_Exercise instructions_.
Repeat every line below word for word, but leave the pictures out of your answer.

— START Information supplied —

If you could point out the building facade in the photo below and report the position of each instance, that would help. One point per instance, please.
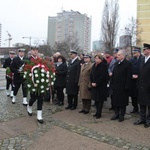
(143, 16)
(72, 25)
(0, 34)
(97, 46)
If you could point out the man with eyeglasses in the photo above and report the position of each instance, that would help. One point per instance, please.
(72, 87)
(144, 88)
(135, 72)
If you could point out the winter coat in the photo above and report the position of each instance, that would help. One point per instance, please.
(61, 72)
(135, 71)
(99, 75)
(73, 73)
(144, 83)
(84, 81)
(121, 83)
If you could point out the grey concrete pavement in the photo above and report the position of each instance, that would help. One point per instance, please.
(66, 129)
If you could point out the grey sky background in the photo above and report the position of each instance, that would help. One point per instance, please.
(25, 18)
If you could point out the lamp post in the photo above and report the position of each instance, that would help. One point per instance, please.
(29, 39)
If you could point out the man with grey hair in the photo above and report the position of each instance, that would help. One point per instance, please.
(120, 83)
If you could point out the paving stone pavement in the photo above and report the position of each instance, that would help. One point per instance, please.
(18, 131)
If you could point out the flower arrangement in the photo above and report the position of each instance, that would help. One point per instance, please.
(9, 74)
(39, 74)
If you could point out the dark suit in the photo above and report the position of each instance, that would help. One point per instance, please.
(6, 64)
(35, 96)
(60, 82)
(121, 84)
(99, 75)
(18, 80)
(72, 83)
(144, 90)
(134, 91)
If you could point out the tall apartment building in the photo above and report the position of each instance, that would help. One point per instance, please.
(0, 34)
(70, 24)
(143, 15)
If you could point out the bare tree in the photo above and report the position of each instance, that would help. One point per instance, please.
(133, 29)
(109, 24)
(70, 43)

— END Information supplied —

_Task output_.
If you could point out the building facade in the photo below and report the position of each instance, that would help. One point per instance, please.
(143, 16)
(72, 25)
(0, 34)
(97, 46)
If you could point out the man with eyeglasses in the photo above and report the position of each instance, that would help. One point per instance, please.
(72, 87)
(144, 88)
(135, 72)
If you could point out the winter coat in the photo above and report the position of each instance, that would help. One point per instance, please.
(61, 72)
(135, 71)
(99, 75)
(73, 73)
(144, 83)
(84, 81)
(121, 83)
If you could point out the grey concrete pavement in the photo above and report the position of each instance, that would help. One point per instance, please.
(66, 129)
If you could point out the grey sky background in the photo above and report the position of each instance, that would help. One point per instance, please.
(25, 18)
If you could point out the lamp post in the photo above and report the position of each instance, that would help. One point per instance, please.
(29, 39)
If you could point out the man with grey hair in the photo above and report the position of each instance, that would help. One point per instance, please.
(120, 83)
If you could point out the paving stone pavement in the photo above and report the position of each instance, that would help. One point per instance, please.
(18, 131)
If you could point out the flower arrangement in the photo above and report the position of each instance, that would help. One point per instance, please.
(9, 74)
(39, 74)
If you could point out the dark suit in the photo above and report the position of each instance, that would help. One point per instance, please.
(6, 64)
(35, 96)
(60, 82)
(121, 84)
(99, 75)
(18, 80)
(72, 83)
(144, 90)
(134, 91)
If you could point out the tall apartment building in the photo above and report the position of each instance, that would help. One point per instance, please.
(0, 34)
(70, 24)
(143, 15)
If you could point out the bare tree in the photo above and report the position of each instance, that would help. One point per instance, please.
(133, 29)
(109, 24)
(70, 43)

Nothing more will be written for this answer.